- Task to carry out:
Convert the records below into a Markdown table with the columns Row and Line, numbering each row and skipping blank lines. Leave the pictures out of the table.
━━━ Input data ━━━
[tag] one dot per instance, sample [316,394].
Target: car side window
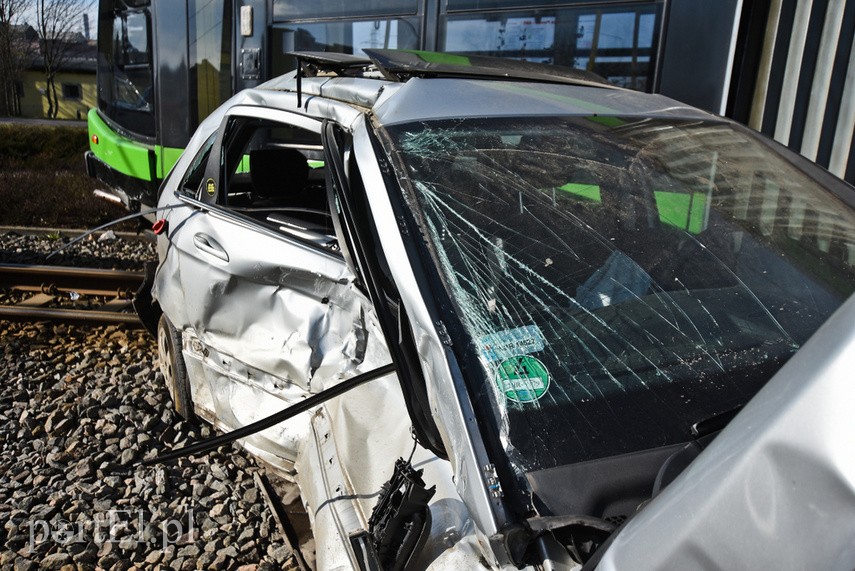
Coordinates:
[273,173]
[193,178]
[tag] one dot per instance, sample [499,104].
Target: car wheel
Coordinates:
[173,368]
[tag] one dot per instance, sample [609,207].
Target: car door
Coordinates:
[269,308]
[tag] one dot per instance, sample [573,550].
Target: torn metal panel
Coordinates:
[782,469]
[466,451]
[357,437]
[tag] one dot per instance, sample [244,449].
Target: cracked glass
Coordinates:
[618,280]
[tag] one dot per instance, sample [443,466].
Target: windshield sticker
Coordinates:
[522,378]
[505,344]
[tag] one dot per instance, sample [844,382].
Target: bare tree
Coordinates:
[15,51]
[55,22]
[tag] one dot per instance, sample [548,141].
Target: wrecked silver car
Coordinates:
[550,295]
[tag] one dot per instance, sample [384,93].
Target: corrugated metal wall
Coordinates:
[804,94]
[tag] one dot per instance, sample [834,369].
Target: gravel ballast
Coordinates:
[80,407]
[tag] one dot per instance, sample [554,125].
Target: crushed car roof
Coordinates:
[435,95]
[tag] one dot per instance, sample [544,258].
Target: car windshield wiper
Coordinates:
[713,423]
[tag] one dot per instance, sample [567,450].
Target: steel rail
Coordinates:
[88,281]
[50,282]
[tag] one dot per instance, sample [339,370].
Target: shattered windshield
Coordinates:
[619,280]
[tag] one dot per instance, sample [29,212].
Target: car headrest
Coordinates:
[277,172]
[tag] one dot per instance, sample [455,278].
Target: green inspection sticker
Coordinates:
[522,378]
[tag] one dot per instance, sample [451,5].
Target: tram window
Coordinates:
[131,36]
[350,37]
[616,42]
[293,9]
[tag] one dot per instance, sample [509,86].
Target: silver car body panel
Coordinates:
[280,320]
[428,100]
[267,307]
[784,468]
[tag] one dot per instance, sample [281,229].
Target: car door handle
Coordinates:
[210,246]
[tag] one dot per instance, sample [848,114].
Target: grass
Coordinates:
[43,179]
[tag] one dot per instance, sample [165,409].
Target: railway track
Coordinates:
[38,293]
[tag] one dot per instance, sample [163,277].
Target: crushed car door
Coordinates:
[271,309]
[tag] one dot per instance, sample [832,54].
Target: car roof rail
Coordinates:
[401,65]
[312,64]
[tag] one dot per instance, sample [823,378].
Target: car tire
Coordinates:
[173,369]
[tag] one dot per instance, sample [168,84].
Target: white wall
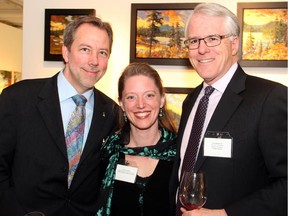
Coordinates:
[117,12]
[10,48]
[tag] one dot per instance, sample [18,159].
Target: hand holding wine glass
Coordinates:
[192,191]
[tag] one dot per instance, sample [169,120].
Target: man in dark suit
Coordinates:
[243,145]
[34,115]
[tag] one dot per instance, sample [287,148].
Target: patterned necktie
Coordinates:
[74,135]
[194,140]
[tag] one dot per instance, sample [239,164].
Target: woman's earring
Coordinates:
[125,116]
[161,113]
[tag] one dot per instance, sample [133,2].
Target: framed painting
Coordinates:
[158,32]
[264,34]
[174,100]
[55,22]
[8,78]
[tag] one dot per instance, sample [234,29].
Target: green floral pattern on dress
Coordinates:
[165,149]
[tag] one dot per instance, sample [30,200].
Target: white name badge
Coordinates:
[218,147]
[126,173]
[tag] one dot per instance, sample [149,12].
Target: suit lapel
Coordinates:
[49,108]
[226,107]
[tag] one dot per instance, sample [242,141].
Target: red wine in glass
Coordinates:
[192,191]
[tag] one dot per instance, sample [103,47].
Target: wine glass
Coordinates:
[192,191]
[34,213]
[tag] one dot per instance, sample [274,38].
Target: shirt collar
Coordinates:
[221,84]
[66,90]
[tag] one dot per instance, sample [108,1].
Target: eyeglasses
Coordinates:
[210,41]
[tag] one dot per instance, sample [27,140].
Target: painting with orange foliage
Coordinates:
[264,33]
[158,32]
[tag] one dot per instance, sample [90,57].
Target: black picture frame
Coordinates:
[256,43]
[53,33]
[174,99]
[169,12]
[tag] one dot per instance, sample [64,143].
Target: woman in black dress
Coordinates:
[140,155]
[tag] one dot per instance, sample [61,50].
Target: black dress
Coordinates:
[125,201]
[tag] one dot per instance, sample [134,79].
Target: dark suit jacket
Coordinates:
[254,181]
[33,156]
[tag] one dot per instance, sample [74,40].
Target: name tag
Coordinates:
[218,144]
[126,173]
━━━
- Expected output:
| Row | Line |
|---|---|
| 1 | [tag] one dot per instance, sample [316,394]. |
| 2 | Target: car side window |
| 3 | Coordinates: |
| 4 | [273,173] |
| 5 | [193,178] |
| 6 | [tag] one dot per instance, sample [499,104]. |
| 7 | Target: car wheel |
| 8 | Coordinates: |
| 9 | [173,368] |
| 10 | [tag] one dot per instance, sample [609,207]. |
| 11 | Target: car door |
| 12 | Coordinates: |
| 13 | [269,308] |
| 14 | [tag] one dot per instance, sample [573,550]. |
| 15 | Target: torn metal panel |
| 16 | Coordinates: |
| 17 | [782,469] |
| 18 | [466,451] |
| 19 | [357,437] |
| 20 | [tag] one dot per instance, sample [244,449]. |
| 21 | Target: cracked glass |
| 22 | Coordinates: |
| 23 | [618,280] |
| 24 | [tag] one dot per instance, sample [443,466]. |
| 25 | Target: windshield sticker |
| 26 | Coordinates: |
| 27 | [522,378] |
| 28 | [505,344] |
| 29 | [tag] one dot per instance, sample [844,382]. |
| 30 | Target: bare tree |
| 31 | Coordinates: |
| 32 | [15,51] |
| 33 | [55,22] |
| 34 | [tag] one dot per instance, sample [548,141]. |
| 35 | Target: wrecked silver car |
| 36 | Coordinates: |
| 37 | [550,295] |
| 38 | [tag] one dot per instance, sample [384,93]. |
| 39 | Target: corrugated metal wall |
| 40 | Coordinates: |
| 41 | [804,94] |
| 42 | [tag] one dot per instance, sample [834,369]. |
| 43 | Target: gravel ballast |
| 44 | Coordinates: |
| 45 | [80,407] |
| 46 | [tag] one dot per instance, sample [554,125]. |
| 47 | Target: crushed car roof |
| 48 | Coordinates: |
| 49 | [435,95] |
| 50 | [tag] one dot per instance, sample [544,258]. |
| 51 | Target: car windshield wiper |
| 52 | Coordinates: |
| 53 | [713,423] |
| 54 | [tag] one dot per instance, sample [567,450]. |
| 55 | Target: steel rail |
| 56 | Coordinates: |
| 57 | [88,281] |
| 58 | [50,282] |
| 59 | [tag] one dot per instance, sample [339,370]. |
| 60 | Target: shattered windshield |
| 61 | Coordinates: |
| 62 | [619,280] |
| 63 | [tag] one dot per instance, sample [29,212]. |
| 64 | Target: car headrest |
| 65 | Coordinates: |
| 66 | [277,172] |
| 67 | [tag] one dot per instance, sample [455,278]. |
| 68 | Target: green inspection sticker |
| 69 | Coordinates: |
| 70 | [522,378] |
| 71 | [tag] one dot per instance, sample [451,5]. |
| 72 | Target: tram window |
| 73 | Coordinates: |
| 74 | [131,36] |
| 75 | [350,37] |
| 76 | [616,42] |
| 77 | [293,9] |
| 78 | [tag] one dot per instance, sample [509,86]. |
| 79 | Target: silver car body panel |
| 80 | Coordinates: |
| 81 | [280,320] |
| 82 | [428,100] |
| 83 | [267,307] |
| 84 | [784,468] |
| 85 | [tag] one dot per instance, sample [281,229]. |
| 86 | Target: car door handle |
| 87 | Coordinates: |
| 88 | [210,246] |
| 89 | [tag] one dot per instance, sample [848,114]. |
| 90 | Target: grass |
| 91 | Coordinates: |
| 92 | [43,179] |
| 93 | [tag] one dot per instance, sample [165,409]. |
| 94 | Target: railway track |
| 95 | Coordinates: |
| 96 | [38,293] |
| 97 | [tag] one dot per instance, sample [163,277]. |
| 98 | Target: crushed car door |
| 99 | Coordinates: |
| 100 | [271,309] |
| 101 | [tag] one dot per instance, sample [832,54]. |
| 102 | Target: car roof rail |
| 103 | Coordinates: |
| 104 | [401,65] |
| 105 | [312,64] |
| 106 | [tag] one dot per instance, sample [823,378]. |
| 107 | Target: car tire |
| 108 | Coordinates: |
| 109 | [173,369] |
| 110 | [tag] one dot per instance, sample [168,84]. |
| 111 | Target: white wall |
| 112 | Coordinates: |
| 113 | [117,12] |
| 114 | [10,48] |
| 115 | [tag] one dot per instance, sample [18,159]. |
| 116 | Target: hand holding wine glass |
| 117 | Coordinates: |
| 118 | [192,191] |
| 119 | [tag] one dot per instance, sample [169,120]. |
| 120 | Target: man in dark suit |
| 121 | Coordinates: |
| 122 | [243,145] |
| 123 | [34,115] |
| 124 | [tag] one dot per instance, sample [287,148]. |
| 125 | Target: patterned necktie |
| 126 | Coordinates: |
| 127 | [74,135] |
| 128 | [194,140] |
| 129 | [tag] one dot per instance, sample [239,164]. |
| 130 | Target: woman's earring |
| 131 | Coordinates: |
| 132 | [125,116] |
| 133 | [161,113] |
| 134 | [tag] one dot per instance, sample [133,2]. |
| 135 | Target: framed painting |
| 136 | Coordinates: |
| 137 | [158,32] |
| 138 | [264,34] |
| 139 | [174,100] |
| 140 | [55,22] |
| 141 | [8,78] |
| 142 | [tag] one dot per instance, sample [234,29]. |
| 143 | Target: green floral pattern on dress |
| 144 | Coordinates: |
| 145 | [165,149] |
| 146 | [tag] one dot per instance, sample [30,200]. |
| 147 | Target: white name badge |
| 148 | Coordinates: |
| 149 | [218,147] |
| 150 | [126,173] |
| 151 | [tag] one dot per instance, sample [149,12]. |
| 152 | Target: suit lapel |
| 153 | Coordinates: |
| 154 | [49,108] |
| 155 | [226,107] |
| 156 | [tag] one dot per instance, sample [242,141]. |
| 157 | Target: red wine in glass |
| 158 | Coordinates: |
| 159 | [192,191] |
| 160 | [tag] one dot per instance, sample [103,47]. |
| 161 | Target: wine glass |
| 162 | Coordinates: |
| 163 | [192,191] |
| 164 | [34,213] |
| 165 | [tag] one dot per instance, sample [274,38]. |
| 166 | Target: shirt collar |
| 167 | Coordinates: |
| 168 | [221,84] |
| 169 | [66,90] |
| 170 | [tag] one dot per instance, sample [108,1]. |
| 171 | Target: eyeglasses |
| 172 | Coordinates: |
| 173 | [210,41] |
| 174 | [tag] one dot per instance, sample [27,140]. |
| 175 | Target: painting with orange foliage |
| 176 | Coordinates: |
| 177 | [264,33] |
| 178 | [158,32] |
| 179 | [tag] one dot per instance, sample [90,57]. |
| 180 | Target: black picture frame |
| 181 | Coordinates: |
| 182 | [256,43] |
| 183 | [53,33] |
| 184 | [174,99] |
| 185 | [169,12] |
| 186 | [tag] one dot per instance, sample [64,143]. |
| 187 | Target: woman in black dress |
| 188 | Coordinates: |
| 189 | [140,155] |
| 190 | [tag] one dot per instance, sample [61,50]. |
| 191 | Target: black dress |
| 192 | Coordinates: |
| 193 | [125,201] |
| 194 | [tag] one dot per instance, sample [134,79]. |
| 195 | Target: dark suit jacket |
| 196 | Coordinates: |
| 197 | [254,181] |
| 198 | [33,156] |
| 199 | [tag] one dot per instance, sample [74,40]. |
| 200 | Target: name tag |
| 201 | Coordinates: |
| 202 | [218,144] |
| 203 | [126,173] |